» Document text
———

Aug. 5 (Bloomberg) -- Bayer AG lost an appeals court ruling that said its U.S. patent on the birth control pill Yasmin is invalid.

An appeals court in Washington today upheld a lower-court ruling that forced Bayer, Germany’s largest drugmaker, to reach an agreement to let Teva Pharmaceutical Industries Ltd.’s Barr unit begin selling Yasmin under its own label. The settlement was reached to protect Yaz, a newer version of the medicine, from generic-drug competition.

The Yasmin family of contraceptives generated 325 million euros ($468 million) in second-quarter sales for Leverkusen, Germany-based Bayer. The company cut the 2008 profit goal for its health-care unit after the Yasmin patent was invalidated.

Yasmin, which inhibits ovulation, is made with the active ingredient drospirenone. The patent, which expires in 2020, is on a formula for the compound drospirenone in which the particle size was reduced so it could be absorbed by the body more quickly before it is exposed to stomach acid.

The U.S. Court of Appeals for the Federal Circuit, in a 2-1 ruling, today said the trial judge was correct to rule that it would have been obvious for scientists to test a smaller particle size because it was well known that drospirenone was acid-sensitive.

“Bayer disagrees with the decision of the Federal Circuit,” Rosemarie Yancosek, a spokeswoman for Bayer, said in an interview.

Teva, based in Petah Tikva, Israel, is the world’s biggest generic-drug company.

The case is Bayer Schering Pharma AG v. Barr Laboratories Inc., 2008-1282, U.S. Court of Appeals for the Federal Circuit (Washington). The lower court case is Bayer Schering Pharma AG v. Barr Laboratories Inc., 05-cv-2308, U.S. District Court, District of New Jersey (Newark).

———

» Activity list
**a.** In the Yasmin patent article, what was the vote in the appeals court ruling?
**b.** From the Yasmin patent article, extract the part that opens with the words containing "The Yasmin family" and closes with "patent was invalidated.".

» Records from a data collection

———

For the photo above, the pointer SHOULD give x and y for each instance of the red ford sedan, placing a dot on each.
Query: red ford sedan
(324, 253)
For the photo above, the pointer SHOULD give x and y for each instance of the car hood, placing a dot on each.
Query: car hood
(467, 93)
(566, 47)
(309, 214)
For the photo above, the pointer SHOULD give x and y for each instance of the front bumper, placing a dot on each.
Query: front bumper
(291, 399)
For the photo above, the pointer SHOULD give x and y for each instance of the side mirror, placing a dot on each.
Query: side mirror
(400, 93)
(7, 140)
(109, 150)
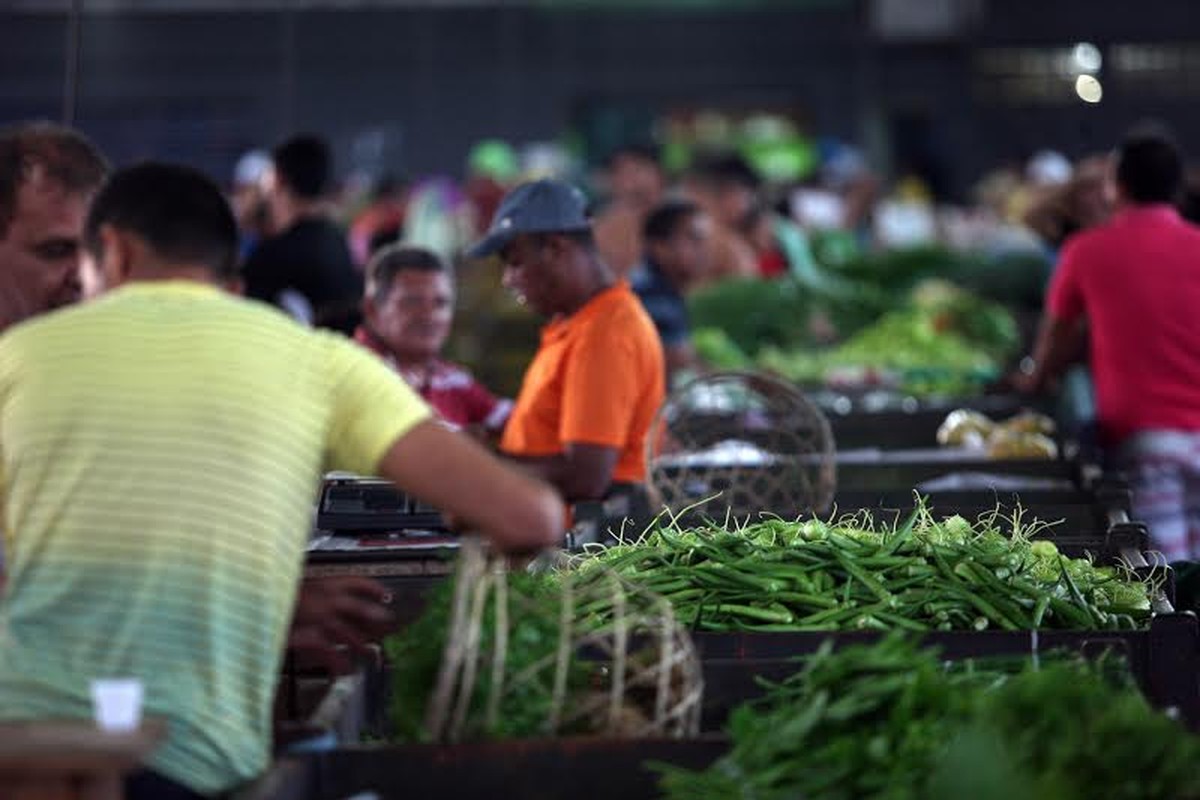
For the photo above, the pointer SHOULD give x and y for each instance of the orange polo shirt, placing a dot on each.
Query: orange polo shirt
(598, 379)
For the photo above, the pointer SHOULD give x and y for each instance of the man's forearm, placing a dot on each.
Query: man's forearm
(580, 473)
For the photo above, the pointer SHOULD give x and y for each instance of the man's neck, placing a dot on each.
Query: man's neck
(191, 274)
(406, 361)
(298, 211)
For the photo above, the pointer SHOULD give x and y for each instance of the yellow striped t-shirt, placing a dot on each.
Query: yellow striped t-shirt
(160, 451)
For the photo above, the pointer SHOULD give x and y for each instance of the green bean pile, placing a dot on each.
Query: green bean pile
(922, 575)
(894, 722)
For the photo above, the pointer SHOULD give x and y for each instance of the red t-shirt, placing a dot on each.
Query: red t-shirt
(1137, 280)
(450, 390)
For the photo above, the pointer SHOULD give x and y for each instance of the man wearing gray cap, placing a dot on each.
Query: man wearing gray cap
(592, 390)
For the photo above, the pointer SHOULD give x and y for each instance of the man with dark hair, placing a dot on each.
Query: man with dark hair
(726, 188)
(677, 240)
(751, 239)
(47, 176)
(161, 449)
(407, 312)
(634, 185)
(382, 221)
(597, 382)
(306, 266)
(1135, 283)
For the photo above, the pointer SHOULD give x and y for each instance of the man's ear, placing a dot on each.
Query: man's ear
(118, 252)
(370, 313)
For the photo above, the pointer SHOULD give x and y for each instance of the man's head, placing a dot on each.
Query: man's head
(47, 178)
(635, 176)
(409, 301)
(543, 234)
(301, 175)
(156, 221)
(677, 235)
(727, 187)
(1149, 167)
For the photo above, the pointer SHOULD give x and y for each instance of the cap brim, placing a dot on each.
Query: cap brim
(491, 244)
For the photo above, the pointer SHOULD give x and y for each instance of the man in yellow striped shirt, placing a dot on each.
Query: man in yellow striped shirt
(160, 449)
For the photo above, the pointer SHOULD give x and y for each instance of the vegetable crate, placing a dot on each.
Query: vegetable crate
(912, 425)
(1164, 659)
(534, 769)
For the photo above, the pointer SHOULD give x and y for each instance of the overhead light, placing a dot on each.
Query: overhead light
(1086, 58)
(1089, 89)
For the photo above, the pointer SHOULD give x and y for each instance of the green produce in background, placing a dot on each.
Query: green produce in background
(415, 656)
(718, 350)
(853, 573)
(751, 312)
(893, 722)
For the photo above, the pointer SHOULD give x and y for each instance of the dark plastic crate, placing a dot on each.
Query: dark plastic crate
(549, 769)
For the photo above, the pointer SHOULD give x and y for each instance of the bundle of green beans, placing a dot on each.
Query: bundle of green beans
(919, 575)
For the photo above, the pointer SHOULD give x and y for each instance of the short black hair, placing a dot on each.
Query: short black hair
(585, 239)
(642, 151)
(394, 259)
(177, 210)
(305, 164)
(65, 156)
(666, 220)
(1150, 164)
(727, 170)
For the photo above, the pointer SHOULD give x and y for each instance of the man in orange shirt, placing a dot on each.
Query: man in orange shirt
(597, 382)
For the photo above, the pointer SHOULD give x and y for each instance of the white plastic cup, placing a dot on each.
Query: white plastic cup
(117, 703)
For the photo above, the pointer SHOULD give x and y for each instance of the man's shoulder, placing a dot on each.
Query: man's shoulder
(623, 319)
(1087, 244)
(450, 376)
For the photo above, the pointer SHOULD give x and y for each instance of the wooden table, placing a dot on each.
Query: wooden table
(71, 761)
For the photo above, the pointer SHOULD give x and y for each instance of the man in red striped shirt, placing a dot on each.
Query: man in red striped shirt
(408, 311)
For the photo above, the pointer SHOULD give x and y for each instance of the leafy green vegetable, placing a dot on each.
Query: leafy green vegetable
(415, 655)
(892, 722)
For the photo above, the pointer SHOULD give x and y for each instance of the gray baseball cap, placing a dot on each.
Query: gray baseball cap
(543, 206)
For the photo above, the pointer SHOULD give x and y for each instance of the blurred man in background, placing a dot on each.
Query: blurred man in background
(129, 415)
(635, 185)
(306, 266)
(382, 221)
(407, 311)
(726, 188)
(598, 378)
(677, 248)
(47, 178)
(1135, 283)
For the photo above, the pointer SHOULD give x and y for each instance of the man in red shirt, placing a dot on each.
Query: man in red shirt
(1135, 282)
(407, 311)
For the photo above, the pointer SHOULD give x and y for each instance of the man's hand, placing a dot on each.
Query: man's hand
(343, 611)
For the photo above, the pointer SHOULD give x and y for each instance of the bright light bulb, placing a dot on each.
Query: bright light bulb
(1086, 58)
(1089, 89)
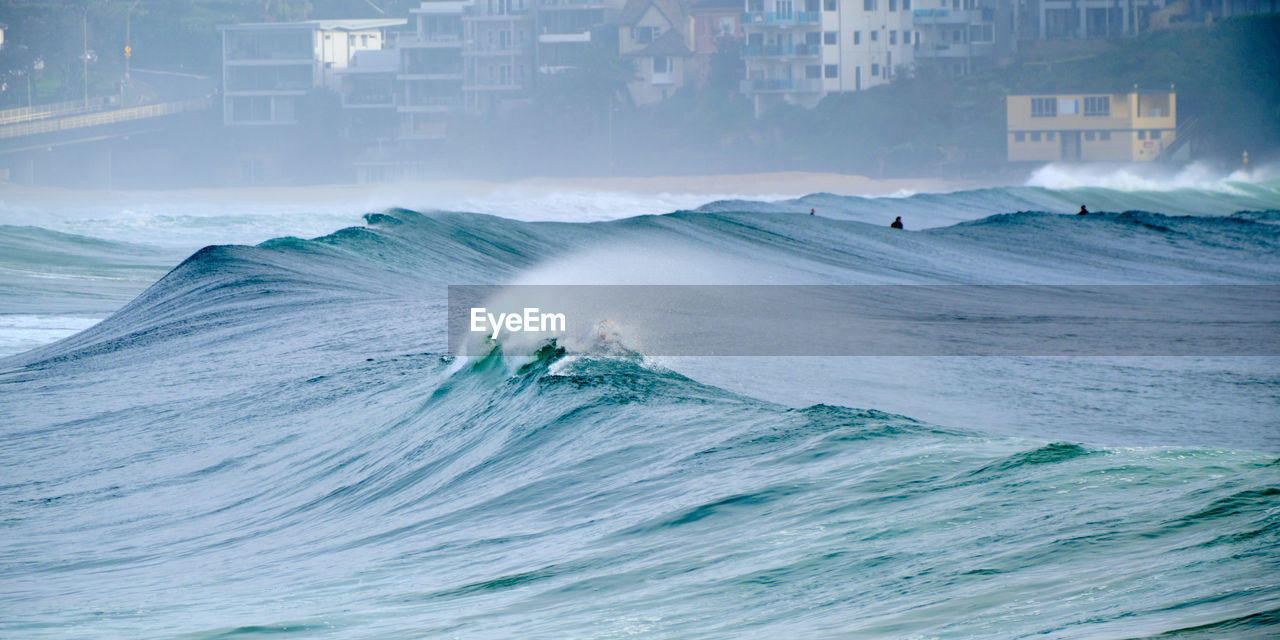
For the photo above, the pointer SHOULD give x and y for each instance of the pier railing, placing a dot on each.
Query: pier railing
(94, 119)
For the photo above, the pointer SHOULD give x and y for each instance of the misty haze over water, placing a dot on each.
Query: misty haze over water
(229, 408)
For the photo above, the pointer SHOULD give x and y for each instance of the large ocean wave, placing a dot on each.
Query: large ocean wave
(269, 439)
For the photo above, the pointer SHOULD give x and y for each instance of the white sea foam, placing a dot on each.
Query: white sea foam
(1150, 177)
(22, 332)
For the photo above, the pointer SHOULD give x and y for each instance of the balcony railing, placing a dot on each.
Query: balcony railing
(781, 50)
(781, 18)
(574, 4)
(432, 101)
(369, 100)
(412, 37)
(780, 85)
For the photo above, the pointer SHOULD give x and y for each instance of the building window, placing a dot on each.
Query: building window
(1097, 105)
(1043, 108)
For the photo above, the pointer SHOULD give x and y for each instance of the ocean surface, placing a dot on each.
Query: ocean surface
(228, 419)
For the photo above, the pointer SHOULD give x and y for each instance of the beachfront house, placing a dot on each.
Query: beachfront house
(1130, 127)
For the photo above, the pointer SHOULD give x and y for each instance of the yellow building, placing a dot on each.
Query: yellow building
(1133, 127)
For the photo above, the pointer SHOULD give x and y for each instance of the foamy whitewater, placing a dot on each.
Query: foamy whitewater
(214, 428)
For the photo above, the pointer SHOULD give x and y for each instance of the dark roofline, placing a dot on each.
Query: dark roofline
(1114, 92)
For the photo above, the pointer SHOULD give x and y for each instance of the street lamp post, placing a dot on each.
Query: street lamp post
(85, 58)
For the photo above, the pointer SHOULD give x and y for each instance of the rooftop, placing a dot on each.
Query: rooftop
(352, 24)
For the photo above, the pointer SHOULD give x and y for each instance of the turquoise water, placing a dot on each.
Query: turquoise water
(269, 439)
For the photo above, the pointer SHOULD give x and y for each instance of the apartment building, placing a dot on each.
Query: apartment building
(568, 31)
(498, 56)
(1133, 127)
(716, 23)
(656, 35)
(964, 36)
(798, 53)
(1083, 19)
(432, 69)
(269, 67)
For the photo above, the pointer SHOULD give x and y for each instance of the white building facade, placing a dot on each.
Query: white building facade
(269, 67)
(796, 53)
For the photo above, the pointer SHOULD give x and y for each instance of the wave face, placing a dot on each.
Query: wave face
(268, 440)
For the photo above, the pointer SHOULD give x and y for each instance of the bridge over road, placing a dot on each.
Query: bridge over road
(30, 135)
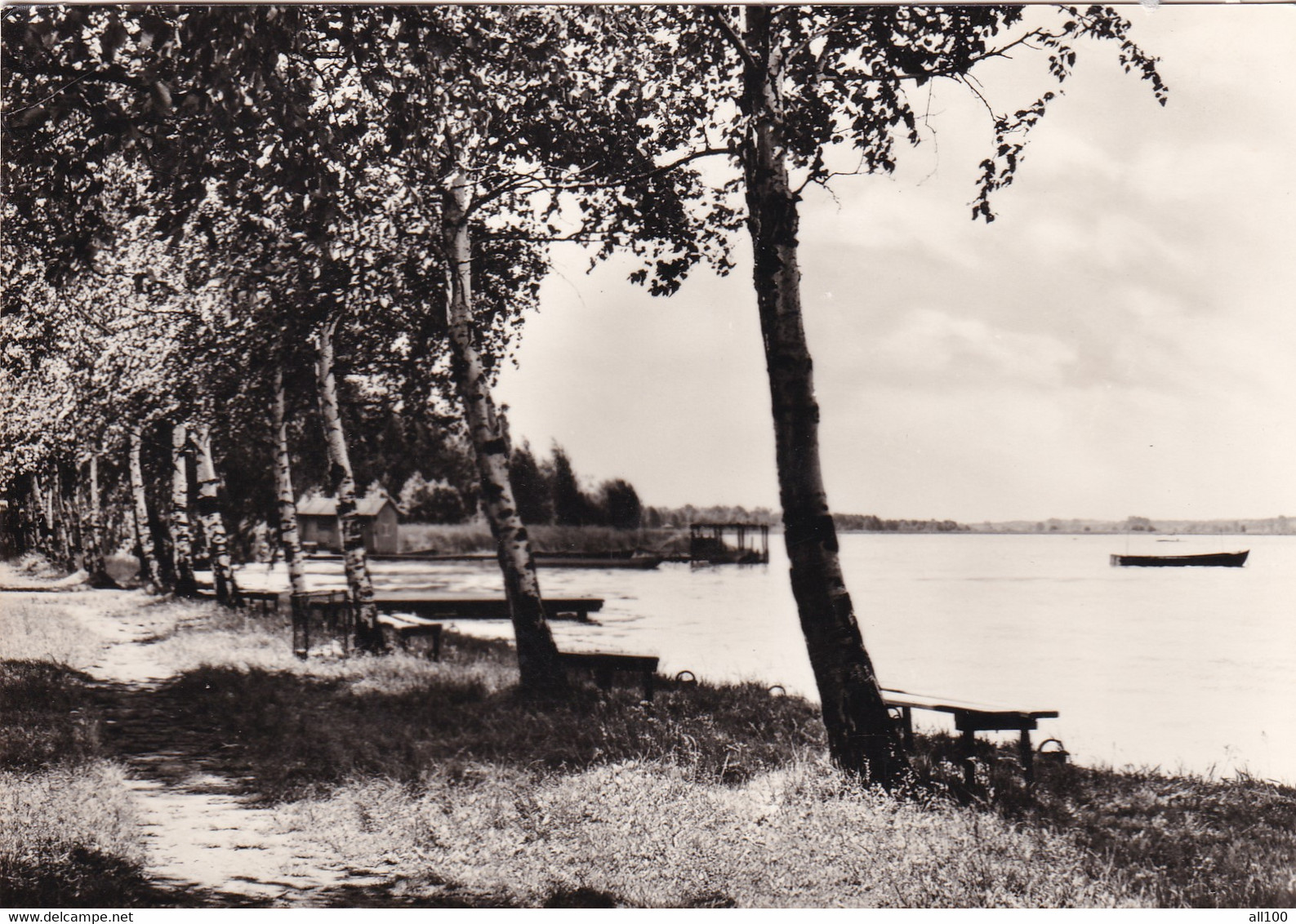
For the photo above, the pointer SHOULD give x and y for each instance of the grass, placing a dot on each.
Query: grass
(712, 796)
(68, 831)
(467, 538)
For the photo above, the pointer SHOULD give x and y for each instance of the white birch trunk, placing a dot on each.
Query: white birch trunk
(288, 534)
(92, 538)
(143, 535)
(537, 655)
(181, 537)
(862, 738)
(209, 511)
(342, 485)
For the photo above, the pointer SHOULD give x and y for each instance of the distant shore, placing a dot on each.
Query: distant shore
(433, 785)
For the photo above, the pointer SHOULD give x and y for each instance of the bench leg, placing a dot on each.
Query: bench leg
(1028, 758)
(969, 758)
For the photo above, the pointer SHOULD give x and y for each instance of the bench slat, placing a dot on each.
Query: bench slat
(898, 697)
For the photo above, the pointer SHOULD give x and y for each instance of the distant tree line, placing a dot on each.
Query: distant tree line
(547, 491)
(867, 522)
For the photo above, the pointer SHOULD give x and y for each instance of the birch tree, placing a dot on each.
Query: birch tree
(777, 87)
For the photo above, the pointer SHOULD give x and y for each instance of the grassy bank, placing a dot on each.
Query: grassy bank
(712, 796)
(68, 829)
(468, 538)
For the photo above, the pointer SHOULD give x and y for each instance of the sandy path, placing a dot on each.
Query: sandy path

———

» Answers in order
**a.** 2-1

**b.**
The Yasmin family of contraceptives generated 325 million euros ($468 million) in second-quarter sales for Leverkusen, Germany-based Bayer. The company cut the 2008 profit goal for its health-care unit after the Yasmin patent was invalidated.